> **What the task requires**
Pick out every line in the records below that contains the string "person" and copy each one. Only matches with the same capitalization count.

> **Dataset records**
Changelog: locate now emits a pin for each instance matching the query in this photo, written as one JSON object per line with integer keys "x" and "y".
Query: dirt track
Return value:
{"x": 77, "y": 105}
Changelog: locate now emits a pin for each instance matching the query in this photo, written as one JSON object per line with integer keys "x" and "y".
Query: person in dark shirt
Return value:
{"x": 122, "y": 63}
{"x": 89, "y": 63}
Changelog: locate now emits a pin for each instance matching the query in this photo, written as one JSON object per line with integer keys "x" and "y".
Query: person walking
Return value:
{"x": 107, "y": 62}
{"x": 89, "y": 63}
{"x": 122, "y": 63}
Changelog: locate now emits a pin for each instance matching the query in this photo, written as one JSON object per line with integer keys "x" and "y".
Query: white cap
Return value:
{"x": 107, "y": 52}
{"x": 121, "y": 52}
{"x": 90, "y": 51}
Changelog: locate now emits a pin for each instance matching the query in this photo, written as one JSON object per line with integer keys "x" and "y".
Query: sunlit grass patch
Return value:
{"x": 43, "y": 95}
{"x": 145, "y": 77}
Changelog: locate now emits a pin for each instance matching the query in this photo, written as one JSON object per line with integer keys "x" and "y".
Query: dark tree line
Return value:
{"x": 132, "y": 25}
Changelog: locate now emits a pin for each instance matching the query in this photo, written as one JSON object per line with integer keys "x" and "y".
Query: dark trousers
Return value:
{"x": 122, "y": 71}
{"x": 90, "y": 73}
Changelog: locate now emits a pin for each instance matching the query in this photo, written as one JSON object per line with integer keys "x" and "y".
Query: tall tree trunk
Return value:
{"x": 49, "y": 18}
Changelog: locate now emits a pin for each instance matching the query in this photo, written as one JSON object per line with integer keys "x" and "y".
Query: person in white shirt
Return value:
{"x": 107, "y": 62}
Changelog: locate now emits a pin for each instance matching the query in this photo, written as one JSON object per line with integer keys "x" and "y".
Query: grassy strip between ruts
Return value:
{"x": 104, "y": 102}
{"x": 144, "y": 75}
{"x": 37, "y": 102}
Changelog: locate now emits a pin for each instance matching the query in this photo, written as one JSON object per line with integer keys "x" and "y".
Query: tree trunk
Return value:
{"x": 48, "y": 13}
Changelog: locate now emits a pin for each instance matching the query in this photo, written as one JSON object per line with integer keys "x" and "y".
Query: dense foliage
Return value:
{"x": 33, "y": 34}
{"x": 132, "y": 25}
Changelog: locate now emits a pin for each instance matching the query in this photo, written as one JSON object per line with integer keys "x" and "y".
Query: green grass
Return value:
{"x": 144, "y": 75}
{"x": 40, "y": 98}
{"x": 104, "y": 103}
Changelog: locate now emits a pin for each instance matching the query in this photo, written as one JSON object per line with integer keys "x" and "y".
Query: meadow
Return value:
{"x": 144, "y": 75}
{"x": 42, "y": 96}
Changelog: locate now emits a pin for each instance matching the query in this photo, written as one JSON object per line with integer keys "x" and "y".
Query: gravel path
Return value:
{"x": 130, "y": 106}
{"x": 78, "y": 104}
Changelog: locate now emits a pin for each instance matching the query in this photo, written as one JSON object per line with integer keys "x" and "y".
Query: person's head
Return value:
...
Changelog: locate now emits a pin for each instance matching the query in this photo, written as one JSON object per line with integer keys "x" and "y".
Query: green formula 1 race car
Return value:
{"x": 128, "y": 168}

> **Exercise answer**
Query: person in dark shirt
Query: person walking
Query: person in white shirt
Query: person's head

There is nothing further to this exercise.